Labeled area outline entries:
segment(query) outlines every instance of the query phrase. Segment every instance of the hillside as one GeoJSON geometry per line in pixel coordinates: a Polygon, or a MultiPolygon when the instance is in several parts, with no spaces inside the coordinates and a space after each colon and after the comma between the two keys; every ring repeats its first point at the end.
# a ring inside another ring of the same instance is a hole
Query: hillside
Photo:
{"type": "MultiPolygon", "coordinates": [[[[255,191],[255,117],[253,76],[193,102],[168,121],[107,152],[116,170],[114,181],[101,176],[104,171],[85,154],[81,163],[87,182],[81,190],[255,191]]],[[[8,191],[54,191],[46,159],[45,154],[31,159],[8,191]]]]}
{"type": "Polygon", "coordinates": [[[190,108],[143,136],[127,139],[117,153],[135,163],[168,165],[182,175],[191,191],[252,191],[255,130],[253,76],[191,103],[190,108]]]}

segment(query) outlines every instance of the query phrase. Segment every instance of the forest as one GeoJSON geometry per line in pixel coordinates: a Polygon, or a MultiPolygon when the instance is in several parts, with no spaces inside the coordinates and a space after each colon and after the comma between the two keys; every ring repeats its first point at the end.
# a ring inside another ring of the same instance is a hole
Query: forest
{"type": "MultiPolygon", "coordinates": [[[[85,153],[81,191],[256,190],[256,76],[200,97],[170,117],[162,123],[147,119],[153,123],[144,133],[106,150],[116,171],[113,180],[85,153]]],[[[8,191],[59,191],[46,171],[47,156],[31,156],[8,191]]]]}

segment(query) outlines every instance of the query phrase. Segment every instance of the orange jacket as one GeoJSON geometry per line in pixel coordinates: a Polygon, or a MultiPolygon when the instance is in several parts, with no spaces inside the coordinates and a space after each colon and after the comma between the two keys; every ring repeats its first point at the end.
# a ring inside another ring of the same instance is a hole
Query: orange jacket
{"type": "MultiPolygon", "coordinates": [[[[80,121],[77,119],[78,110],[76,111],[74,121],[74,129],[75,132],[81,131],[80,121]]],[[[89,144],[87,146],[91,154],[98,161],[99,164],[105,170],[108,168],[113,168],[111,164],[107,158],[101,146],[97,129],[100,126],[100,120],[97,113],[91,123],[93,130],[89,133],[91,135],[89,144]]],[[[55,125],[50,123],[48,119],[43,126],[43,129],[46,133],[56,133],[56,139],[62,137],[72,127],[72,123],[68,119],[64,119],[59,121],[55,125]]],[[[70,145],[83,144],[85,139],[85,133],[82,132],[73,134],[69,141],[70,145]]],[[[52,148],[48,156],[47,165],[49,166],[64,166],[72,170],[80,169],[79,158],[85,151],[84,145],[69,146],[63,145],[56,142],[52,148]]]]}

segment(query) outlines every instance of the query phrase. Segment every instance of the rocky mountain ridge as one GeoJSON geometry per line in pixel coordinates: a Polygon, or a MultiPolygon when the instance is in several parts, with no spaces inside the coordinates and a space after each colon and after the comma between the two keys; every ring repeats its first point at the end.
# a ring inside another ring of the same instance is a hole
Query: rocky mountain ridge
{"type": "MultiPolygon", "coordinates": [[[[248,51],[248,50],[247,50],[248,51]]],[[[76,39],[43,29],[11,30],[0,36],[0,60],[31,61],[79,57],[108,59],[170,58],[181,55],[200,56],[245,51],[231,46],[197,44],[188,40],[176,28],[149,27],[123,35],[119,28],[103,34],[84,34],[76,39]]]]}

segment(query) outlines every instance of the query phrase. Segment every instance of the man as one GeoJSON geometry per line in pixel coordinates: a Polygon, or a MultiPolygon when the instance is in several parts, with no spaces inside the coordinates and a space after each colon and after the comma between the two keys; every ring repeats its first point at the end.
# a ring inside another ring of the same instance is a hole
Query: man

• The problem: List every line of the rows above that contains the string "ridge". Case counts.

• The reply:
segment(query) outlines every instance of the query phrase. Segment every instance of the rocky mountain ridge as one GeoJSON geometry per line in pixel coordinates: a Polygon, or a MultiPolygon when the instance is in several parts, with no spaces inside the coordinates and a space after each colon and after the comma between the two keys; every ring repeats its first point at the end.
Query: rocky mountain ridge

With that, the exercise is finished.